What you should do
Every line in the records below between the one holding "rough mask: <svg" and the one holding "positive clicks: (528, 193)", inclusive, is to be set down exactly; all other lines are to be left out.

Supplied data
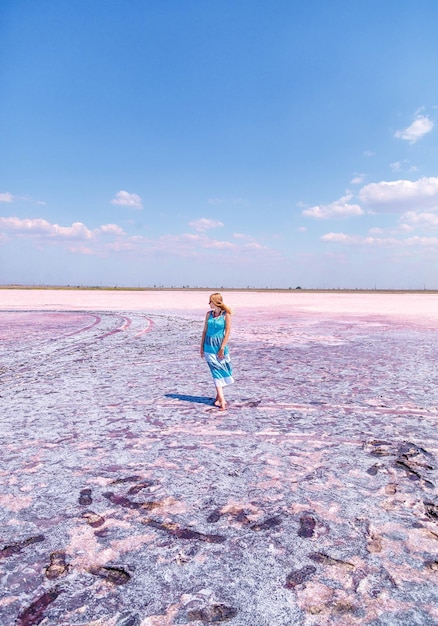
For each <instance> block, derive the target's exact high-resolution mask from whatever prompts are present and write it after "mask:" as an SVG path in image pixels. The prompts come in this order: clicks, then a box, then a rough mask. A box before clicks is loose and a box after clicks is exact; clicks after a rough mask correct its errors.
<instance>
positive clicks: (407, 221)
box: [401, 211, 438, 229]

==

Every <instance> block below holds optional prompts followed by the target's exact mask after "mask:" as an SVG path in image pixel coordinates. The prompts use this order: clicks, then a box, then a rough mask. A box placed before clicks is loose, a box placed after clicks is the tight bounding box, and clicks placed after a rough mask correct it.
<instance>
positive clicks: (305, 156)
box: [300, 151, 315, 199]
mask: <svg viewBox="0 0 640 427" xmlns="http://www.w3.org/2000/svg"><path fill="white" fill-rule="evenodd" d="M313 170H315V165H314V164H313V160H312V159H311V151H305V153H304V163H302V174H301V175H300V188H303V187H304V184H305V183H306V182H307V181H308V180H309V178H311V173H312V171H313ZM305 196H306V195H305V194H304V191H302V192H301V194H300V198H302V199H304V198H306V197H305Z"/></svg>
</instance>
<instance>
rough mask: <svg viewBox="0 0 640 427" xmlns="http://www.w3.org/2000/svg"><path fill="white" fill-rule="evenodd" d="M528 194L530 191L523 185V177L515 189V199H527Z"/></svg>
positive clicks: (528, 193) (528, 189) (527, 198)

--

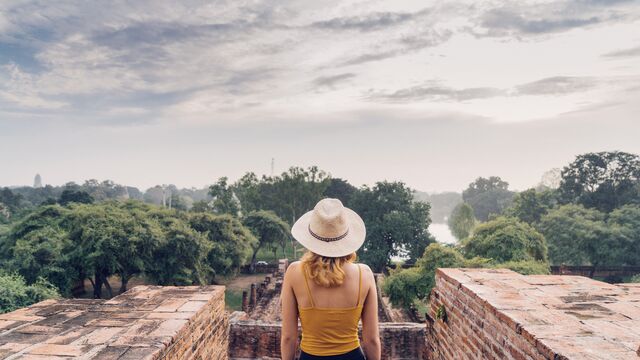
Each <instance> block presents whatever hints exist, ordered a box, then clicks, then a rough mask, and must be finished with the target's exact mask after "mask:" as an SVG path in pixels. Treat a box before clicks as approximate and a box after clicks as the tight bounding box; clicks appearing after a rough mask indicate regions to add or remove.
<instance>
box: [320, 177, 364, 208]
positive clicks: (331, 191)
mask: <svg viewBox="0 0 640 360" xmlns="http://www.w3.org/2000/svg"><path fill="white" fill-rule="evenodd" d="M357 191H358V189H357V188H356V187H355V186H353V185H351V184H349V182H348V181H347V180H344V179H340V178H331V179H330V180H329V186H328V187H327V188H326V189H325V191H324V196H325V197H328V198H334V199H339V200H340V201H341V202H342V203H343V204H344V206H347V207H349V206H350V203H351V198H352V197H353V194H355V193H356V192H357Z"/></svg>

Exercise output
rough mask: <svg viewBox="0 0 640 427" xmlns="http://www.w3.org/2000/svg"><path fill="white" fill-rule="evenodd" d="M528 194L530 191L523 185V177L515 189V199H527Z"/></svg>
positive clicks: (528, 193) (528, 189) (527, 198)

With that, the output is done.